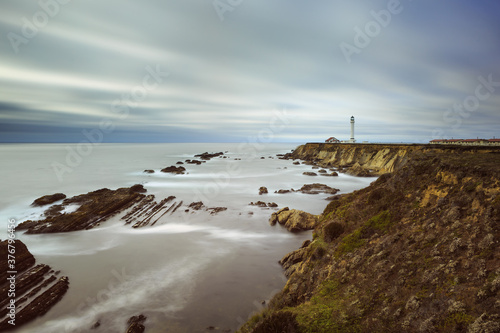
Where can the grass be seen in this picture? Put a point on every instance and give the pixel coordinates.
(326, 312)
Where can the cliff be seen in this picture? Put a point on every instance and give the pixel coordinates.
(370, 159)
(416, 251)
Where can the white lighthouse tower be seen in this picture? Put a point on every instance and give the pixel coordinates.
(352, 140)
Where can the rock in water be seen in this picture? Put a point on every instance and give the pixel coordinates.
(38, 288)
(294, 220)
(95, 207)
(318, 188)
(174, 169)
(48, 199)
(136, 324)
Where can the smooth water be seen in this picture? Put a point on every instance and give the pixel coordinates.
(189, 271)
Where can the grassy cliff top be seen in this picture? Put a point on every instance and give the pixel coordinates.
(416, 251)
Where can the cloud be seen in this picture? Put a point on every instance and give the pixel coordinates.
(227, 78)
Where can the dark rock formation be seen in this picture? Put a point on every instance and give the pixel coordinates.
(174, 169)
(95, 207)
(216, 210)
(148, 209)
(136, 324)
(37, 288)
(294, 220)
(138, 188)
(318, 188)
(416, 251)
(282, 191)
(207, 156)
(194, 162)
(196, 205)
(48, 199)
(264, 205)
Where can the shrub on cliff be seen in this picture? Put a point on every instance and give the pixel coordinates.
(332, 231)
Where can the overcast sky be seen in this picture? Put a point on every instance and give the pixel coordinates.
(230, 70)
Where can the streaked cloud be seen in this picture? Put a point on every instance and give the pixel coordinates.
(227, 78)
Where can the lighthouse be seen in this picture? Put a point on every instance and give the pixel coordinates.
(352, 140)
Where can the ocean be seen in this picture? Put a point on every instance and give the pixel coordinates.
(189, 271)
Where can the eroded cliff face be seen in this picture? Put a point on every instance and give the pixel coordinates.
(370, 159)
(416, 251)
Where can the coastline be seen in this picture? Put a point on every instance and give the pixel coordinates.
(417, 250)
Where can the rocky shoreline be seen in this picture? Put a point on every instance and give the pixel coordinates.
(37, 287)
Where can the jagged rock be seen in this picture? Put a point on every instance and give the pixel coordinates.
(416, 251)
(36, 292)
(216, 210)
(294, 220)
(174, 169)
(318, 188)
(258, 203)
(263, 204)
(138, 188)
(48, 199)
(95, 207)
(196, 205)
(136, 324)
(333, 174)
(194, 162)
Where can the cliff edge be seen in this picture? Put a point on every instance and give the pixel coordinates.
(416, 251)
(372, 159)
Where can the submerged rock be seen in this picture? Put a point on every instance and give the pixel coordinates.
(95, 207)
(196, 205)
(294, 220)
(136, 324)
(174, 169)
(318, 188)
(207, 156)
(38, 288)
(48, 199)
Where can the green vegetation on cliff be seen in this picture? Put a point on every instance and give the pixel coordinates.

----------------------------------------

Copying should begin at the line containing "Where can the overcast" and end at the last line of the material, with every line in between reproduced exactly.

Where can the overcast sky be seen in this picture? Put a point on every instance and give the pixel coordinates.
(230, 70)
Where can the streaked cloud be seen in this picture? Put a point on every instance and give the pixel coordinates.
(227, 78)
Where can the lighthouse be seen in this picture? Put a point on every instance and give the pixel coordinates.
(352, 140)
Where can the ocean be seen in this picture? Put a point on every instance and give the pixel coordinates.
(189, 271)
Where can the eroded cliff face be seen in this picture? Put a point on every instance and give the pixel coordinates.
(370, 159)
(416, 251)
Where can the coastline be seen in this picture? Put a point on every instance and give the pixel coordinates.
(417, 250)
Where can the rocky shoreline be seen in this picture? Put a point on every instance and give the pixel coordinates.
(37, 287)
Where can the jagged rock be seen in this picture? Put a point on every instance and give the pixel coordinates.
(416, 251)
(36, 292)
(216, 210)
(294, 220)
(174, 169)
(318, 188)
(258, 203)
(263, 204)
(138, 188)
(48, 199)
(95, 207)
(196, 205)
(136, 324)
(333, 174)
(194, 162)
Where can the cliff edge be seen in this picture? Put a point on every instance and give the pixel coordinates.
(416, 251)
(372, 159)
Where can the submerged rock be seen in this picture? Put a point on every instance and give the pixel coordinates.
(95, 207)
(196, 205)
(294, 220)
(136, 324)
(174, 169)
(318, 188)
(207, 156)
(38, 288)
(48, 199)
Where can the green vegetation on cliff be seen in this picture? Put a point on every instance and give the pixel coordinates.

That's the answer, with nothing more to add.